■ SHORT TASK ■
Arrange every line of the data below, from the line containing "For the benchmark, point" down to the line containing "463], [345, 469]]", as a JSON list of strings, one string per line. Leave out any blank lines.

■ ENTRIES SHOWN ■
* begin *

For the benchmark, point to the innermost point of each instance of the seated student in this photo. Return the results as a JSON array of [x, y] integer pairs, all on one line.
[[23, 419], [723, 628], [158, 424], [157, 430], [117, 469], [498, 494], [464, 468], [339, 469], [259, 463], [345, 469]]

* end *
* begin *

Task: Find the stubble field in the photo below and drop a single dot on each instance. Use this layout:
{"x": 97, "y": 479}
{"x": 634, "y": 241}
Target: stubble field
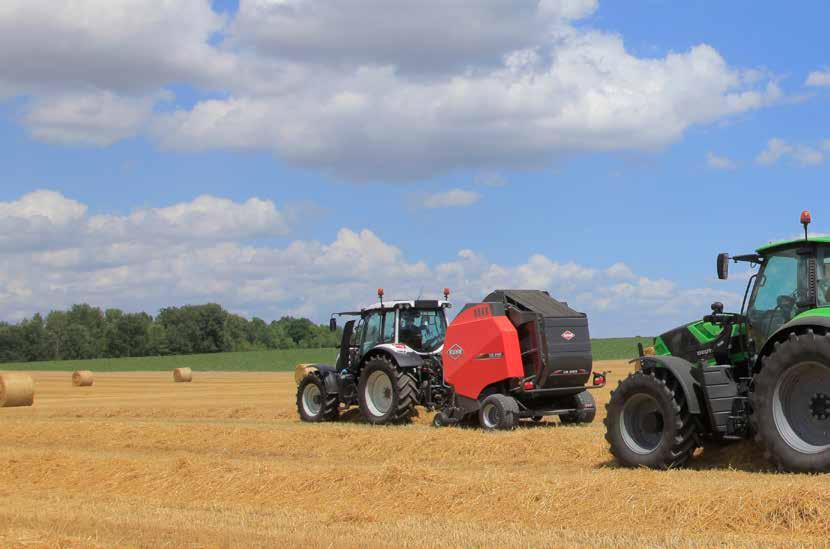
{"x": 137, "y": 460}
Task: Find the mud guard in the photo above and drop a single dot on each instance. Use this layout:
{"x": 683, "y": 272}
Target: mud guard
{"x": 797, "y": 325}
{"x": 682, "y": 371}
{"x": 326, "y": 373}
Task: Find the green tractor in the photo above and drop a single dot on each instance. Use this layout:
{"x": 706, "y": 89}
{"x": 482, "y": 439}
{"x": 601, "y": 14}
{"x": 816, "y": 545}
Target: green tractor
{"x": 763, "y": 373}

* end *
* begin *

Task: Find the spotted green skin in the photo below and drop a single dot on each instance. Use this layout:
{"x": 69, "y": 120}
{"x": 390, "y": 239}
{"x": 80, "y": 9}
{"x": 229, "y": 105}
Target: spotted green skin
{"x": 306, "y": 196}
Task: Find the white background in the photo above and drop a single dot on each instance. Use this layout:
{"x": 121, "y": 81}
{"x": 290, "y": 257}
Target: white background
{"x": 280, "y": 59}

* end *

■ EXERCISE RESPONSE ■
[
  "For the benchmark, point to the innermost point of each instance of the seated student in this photo. Return the results as a JSON array of [x, y] integer pairs, all on one line.",
  "[[23, 419], [723, 628], [158, 424], [157, 430], [117, 469], [498, 494], [464, 468], [339, 469], [259, 463], [345, 469]]"
]